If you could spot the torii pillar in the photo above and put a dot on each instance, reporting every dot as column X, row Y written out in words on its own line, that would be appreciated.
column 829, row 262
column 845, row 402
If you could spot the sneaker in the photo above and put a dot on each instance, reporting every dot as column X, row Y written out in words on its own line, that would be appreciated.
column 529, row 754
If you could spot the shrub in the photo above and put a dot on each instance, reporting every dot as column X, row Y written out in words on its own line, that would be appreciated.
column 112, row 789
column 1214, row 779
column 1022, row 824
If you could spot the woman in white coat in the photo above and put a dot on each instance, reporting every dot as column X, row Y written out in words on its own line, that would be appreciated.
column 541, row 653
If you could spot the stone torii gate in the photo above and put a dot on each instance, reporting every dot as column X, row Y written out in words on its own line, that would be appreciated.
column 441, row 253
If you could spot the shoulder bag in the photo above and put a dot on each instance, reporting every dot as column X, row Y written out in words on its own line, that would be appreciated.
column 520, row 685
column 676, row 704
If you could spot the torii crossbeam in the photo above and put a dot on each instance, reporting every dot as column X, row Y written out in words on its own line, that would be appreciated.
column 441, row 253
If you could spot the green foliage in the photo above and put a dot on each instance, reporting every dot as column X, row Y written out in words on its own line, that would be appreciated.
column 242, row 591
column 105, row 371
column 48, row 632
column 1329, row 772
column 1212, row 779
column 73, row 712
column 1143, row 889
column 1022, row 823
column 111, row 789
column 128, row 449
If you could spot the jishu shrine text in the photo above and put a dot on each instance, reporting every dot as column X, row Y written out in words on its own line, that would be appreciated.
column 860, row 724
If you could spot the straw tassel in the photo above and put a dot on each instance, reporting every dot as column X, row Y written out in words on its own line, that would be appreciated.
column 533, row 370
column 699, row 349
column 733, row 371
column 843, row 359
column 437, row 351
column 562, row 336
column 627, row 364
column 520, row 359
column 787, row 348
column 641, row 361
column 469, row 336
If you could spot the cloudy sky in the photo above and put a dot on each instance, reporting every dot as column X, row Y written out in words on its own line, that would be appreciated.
- - -
Exercise objective:
Copy out all the records again, changing "shoulder bag" to "handbag" and leaving every other word as it is.

Result of this task:
If you could spot the torii pillar in the photo above and put a dot on each instance, reporting every dot as column X, row Y written out in words on its own line, that would be appreciated.
column 829, row 262
column 845, row 402
If you could spot the sneaker in the photo above and put a dot on each instance, reporting every dot as column X, row Y written out in words on its own line, that would be appreciated.
column 529, row 754
If you could spot the shrub in the photo above and put a dot on each instance, reporting every dot as column X, row Y written out in words on its own line, that would be appreciated.
column 112, row 789
column 1214, row 779
column 1022, row 824
If you could spot the woman in white coat in the photo above and put a dot on each instance, reporting every dot as column X, row Y written out in words on its own line, that would be appreciated.
column 541, row 653
If you could spot the stone torii gate in the photo above and put a dot on each instance, reporting every dot as column X, row Y written out in words on its own line, that would be appreciated.
column 441, row 253
If you could spot the handbag in the photo above and put a dot on each instance, reporting every dot as column X, row Y written out in words on its own line, that would be appreciated.
column 520, row 685
column 676, row 704
If you could spot the torii crossbeam in the photo above and put a dot on each instance, reporting every dot as column X, row Y written out in words on its own line, that would be appreciated.
column 441, row 253
If you could spot the green foliage in the photo above and put a dot on each instance, reporting every dot as column X, row Y written out in words on its own line, that would be appreciated.
column 242, row 591
column 105, row 371
column 48, row 632
column 1329, row 772
column 1212, row 779
column 73, row 712
column 1143, row 889
column 1022, row 823
column 111, row 789
column 128, row 449
If you could spot the jishu shrine text in the photo above and put a dot on each instance, reporting every dot as column X, row Y written out in words on its own line, that would be appreciated.
column 860, row 724
If you could spot the straw tassel in the photo above and put a dot on each instance, reporting every dot as column X, row Y written out in words on its own line, that would be appreciated.
column 533, row 370
column 699, row 349
column 733, row 371
column 843, row 359
column 437, row 351
column 562, row 336
column 627, row 364
column 520, row 359
column 787, row 348
column 641, row 361
column 469, row 336
If you could spot the cloudy sky in the photo above and put a dot on each instance, reporting every dot as column X, row Y written out in words on its own line, that would be appreciated.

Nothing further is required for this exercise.